◆ Your task ◆
Reproduce every one of the following items line for line, leaving each character unchanged.

◆ Data for this exercise ◆

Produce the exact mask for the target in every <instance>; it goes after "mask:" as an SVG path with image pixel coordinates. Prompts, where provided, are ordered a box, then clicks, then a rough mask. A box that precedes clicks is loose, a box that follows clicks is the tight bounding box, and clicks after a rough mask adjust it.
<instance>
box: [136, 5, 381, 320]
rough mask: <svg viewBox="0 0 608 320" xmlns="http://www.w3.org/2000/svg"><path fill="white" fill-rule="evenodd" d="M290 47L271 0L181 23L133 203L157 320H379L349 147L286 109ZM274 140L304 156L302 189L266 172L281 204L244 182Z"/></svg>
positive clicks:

◆ Response ◆
Produce the exact mask for the target in every <instance>; it goes after "mask:" as an SVG path with image pixel coordinates. Prompts, where provided, are ordered a box, then clicks, then a rough mask. A box that precedes clicks is loose, a box that follows clicks is the tight bounding box, and clicks after a rough mask adjust it.
<instance>
box: [136, 5, 381, 320]
rough mask: <svg viewBox="0 0 608 320" xmlns="http://www.w3.org/2000/svg"><path fill="white" fill-rule="evenodd" d="M290 47L271 0L181 23L133 203L157 320H379L349 147L286 109ZM274 140L304 156L302 189L266 172L281 204L244 182Z"/></svg>
positive clicks:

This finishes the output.